Problem description:
The reply should contain all of the data below, word for word.
-- Data shown follows --
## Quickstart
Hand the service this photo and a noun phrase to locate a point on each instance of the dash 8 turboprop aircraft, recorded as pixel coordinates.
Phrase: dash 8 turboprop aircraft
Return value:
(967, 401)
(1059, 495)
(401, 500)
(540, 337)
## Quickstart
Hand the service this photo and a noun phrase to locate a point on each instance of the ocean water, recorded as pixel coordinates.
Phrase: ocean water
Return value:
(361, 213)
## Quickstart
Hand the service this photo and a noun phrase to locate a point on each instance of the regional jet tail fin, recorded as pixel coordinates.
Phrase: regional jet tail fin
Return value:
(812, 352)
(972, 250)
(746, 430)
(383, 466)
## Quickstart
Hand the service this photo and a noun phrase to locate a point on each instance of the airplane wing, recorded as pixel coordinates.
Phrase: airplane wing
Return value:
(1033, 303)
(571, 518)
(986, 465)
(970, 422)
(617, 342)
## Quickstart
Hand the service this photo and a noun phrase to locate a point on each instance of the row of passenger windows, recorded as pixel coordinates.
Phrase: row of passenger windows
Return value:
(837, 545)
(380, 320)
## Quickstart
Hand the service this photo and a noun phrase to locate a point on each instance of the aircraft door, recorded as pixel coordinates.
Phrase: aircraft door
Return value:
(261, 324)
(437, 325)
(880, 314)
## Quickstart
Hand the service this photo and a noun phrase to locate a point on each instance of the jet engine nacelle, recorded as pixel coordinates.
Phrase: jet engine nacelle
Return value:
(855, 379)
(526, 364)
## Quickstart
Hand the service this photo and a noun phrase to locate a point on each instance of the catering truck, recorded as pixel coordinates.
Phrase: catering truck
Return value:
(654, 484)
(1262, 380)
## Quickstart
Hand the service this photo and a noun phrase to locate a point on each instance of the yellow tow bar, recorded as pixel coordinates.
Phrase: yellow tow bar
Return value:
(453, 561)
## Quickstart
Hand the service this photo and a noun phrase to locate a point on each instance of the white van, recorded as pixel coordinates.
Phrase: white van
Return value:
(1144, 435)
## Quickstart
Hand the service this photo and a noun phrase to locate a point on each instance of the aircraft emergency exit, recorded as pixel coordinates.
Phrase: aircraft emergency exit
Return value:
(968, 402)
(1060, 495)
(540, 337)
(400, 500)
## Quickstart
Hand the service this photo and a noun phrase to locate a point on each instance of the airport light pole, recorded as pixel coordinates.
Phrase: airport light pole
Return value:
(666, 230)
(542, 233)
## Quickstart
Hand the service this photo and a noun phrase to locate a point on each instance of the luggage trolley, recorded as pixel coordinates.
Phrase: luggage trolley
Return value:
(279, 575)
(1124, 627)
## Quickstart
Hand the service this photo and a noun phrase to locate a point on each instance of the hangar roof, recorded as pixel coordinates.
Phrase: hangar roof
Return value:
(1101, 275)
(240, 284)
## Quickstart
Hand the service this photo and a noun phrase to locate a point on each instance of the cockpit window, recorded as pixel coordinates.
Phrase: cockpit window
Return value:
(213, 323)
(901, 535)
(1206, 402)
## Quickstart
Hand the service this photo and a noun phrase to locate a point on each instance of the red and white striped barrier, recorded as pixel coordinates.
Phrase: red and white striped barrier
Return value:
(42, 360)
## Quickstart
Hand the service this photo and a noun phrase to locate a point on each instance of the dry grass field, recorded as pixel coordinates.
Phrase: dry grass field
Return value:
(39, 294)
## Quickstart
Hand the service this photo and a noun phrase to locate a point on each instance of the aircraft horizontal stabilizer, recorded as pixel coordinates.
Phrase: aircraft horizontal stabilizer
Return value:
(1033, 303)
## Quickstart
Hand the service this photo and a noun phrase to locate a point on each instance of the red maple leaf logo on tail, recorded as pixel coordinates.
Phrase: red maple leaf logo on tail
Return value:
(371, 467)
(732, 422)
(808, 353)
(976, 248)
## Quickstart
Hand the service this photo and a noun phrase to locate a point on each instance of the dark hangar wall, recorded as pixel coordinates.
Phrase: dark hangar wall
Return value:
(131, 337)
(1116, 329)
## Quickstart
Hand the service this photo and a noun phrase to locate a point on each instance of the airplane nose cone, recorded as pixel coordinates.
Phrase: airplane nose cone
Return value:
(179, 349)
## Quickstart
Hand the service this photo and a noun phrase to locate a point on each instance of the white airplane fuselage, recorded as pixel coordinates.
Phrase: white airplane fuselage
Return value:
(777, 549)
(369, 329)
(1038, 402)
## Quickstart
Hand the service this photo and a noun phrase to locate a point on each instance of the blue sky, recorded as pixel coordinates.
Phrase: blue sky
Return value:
-- Data shown concluded --
Solution:
## Quickstart
Hand the service this photo and a noun phrase to locate a point on each instance of the dash 8 turboprop aircraft, recorded as pixel coordinates.
Phrase: dash 8 turboprop aircraft
Return value:
(967, 401)
(1059, 495)
(401, 500)
(540, 337)
## Quickstart
Hand the service this photo and a noun phrase to locate a point on each instance of the ocean water, recorded as pixel coordinates.
Phrase: ocean water
Return value:
(361, 213)
## Quickstart
Hand the service this photo and a noun phrase to locate a point on each instance of the regional jet tail fin, recorded as pixel coordinates.
Phrase: regional jet tail fin
Return value:
(812, 352)
(972, 250)
(746, 430)
(383, 466)
## Quickstart
Hand the service this photo and a noun phrase to locate a point on each instance of the airplane wing, recorded as pixel coordinates.
Phrase: airplane wing
Return value:
(1033, 303)
(571, 518)
(986, 465)
(970, 422)
(617, 342)
## Quickstart
Hand the service this photo and a noun phrase to locate a point on each instance of the row of passenger windows, recorded as pixel coordinates.
Phrase: row of passenger windows
Return value:
(837, 545)
(380, 320)
## Quickstart
Hand the service this photo and a noun phrase to locate a point on each instance of the aircraft door, recorded as pixel coordinates.
Phrase: aircraft door
Return value:
(261, 324)
(437, 325)
(880, 314)
## Quickstart
Hand the service this photo and a noun phrase to locate a point on each instance of the jet engine nacelle, recorded as pixel coordinates.
Phrase: jet engine nacelle
Return value:
(855, 379)
(526, 364)
## Quickstart
Hand the service this photo and a noun phrase to locate a point on each instance of the catering truck, recorded as pixel coordinates.
Phrase: catering truck
Return value:
(654, 484)
(1262, 380)
## Quickstart
Hand the service this photo and a noun phrase to locate a point on each instance of the yellow tow bar, recorded as pixel coordinates.
Phrase: yellow tow bar
Return value:
(453, 561)
## Quickstart
Hand the service this photo and a noun phrase to locate a point on each instance of the white van, recorded as pixel coordinates.
Phrase: white van
Return value:
(1144, 435)
## Quickstart
Hand the service this photo and a noun phrase to locate a point on each instance of the aircraft emergency exit, recorded as pixel coordinates.
Phrase: aircraft emergency exit
Return value:
(968, 402)
(1060, 495)
(540, 337)
(400, 500)
## Quickstart
Hand the service this photo and a noun phrase to locate a point on each instance of the airport light pole, recorded as pixel coordinates.
Phrase: airport light pole
Return value:
(666, 230)
(542, 233)
## Quickstart
Hand the service this photo and a noun phrase to locate a point on each instance of the luggage trolley, recorded as pixel coordinates.
Phrase: luggage trolley
Return value:
(279, 575)
(1124, 627)
## Quickstart
Hand the service this photo and a noun phrase to locate a point on each instance of the hangar roof, recorded as pixel coordinates.
Phrase: hangar roof
Return value:
(1101, 275)
(240, 284)
## Quickstart
Hand the service this photo and a noun phrase to locate a point on each instance of the cockpit window, recorded as pixel coordinates.
Phrase: cockpit window
Return value:
(213, 323)
(901, 535)
(1206, 402)
## Quickstart
Hand the service this photo and a noun phrase to locate a point on each instance of the red and white striped barrier, recorded as pixel coordinates.
Phrase: red and white striped barrier
Return value:
(42, 360)
## Quickstart
Hand the service this photo and a noun phrase to locate a point on each instance of the dry grass field, recorded as pixel coordinates.
Phrase: dry grass field
Return value:
(39, 294)
## Quickstart
Hand the service this photo and a noun phrase to locate a point on each instance of the aircraft horizontal stabilizer, recorded as pixel coordinates.
Phrase: aircraft horizontal stabilizer
Return value:
(1033, 303)
## Quickstart
Hand the service this photo and a noun phrase to locate a point on each instance of the red maple leaf logo on tail, recorded as pixel coordinates.
Phrase: red maple leaf logo on tail
Return value:
(371, 467)
(732, 422)
(808, 353)
(976, 248)
## Quickstart
Hand the service this photo and a noun phrase to locate a point on each instance of the dark hangar wall, recorded as pixel coordinates.
Phrase: dark hangar wall
Return value:
(131, 337)
(1116, 329)
## Quickstart
Hand the service this photo and a noun phrase to locate a point on each instance of the airplane nose cone, recorded as pixel coordinates.
Phrase: airplane nose cone
Return value:
(179, 349)
## Quickstart
Hand the service this photo and a noun phrase to locate a point on each instance of the white airplane fuselage, recorded as pixel coordinates.
Phrase: white airplane fuselage
Return value:
(777, 549)
(369, 329)
(1038, 402)
## Quickstart
Hand the service this photo and a noun phrase to locate a point on each instance of the blue sky, recorded as pixel coordinates.
Phrase: blue sky
Return value:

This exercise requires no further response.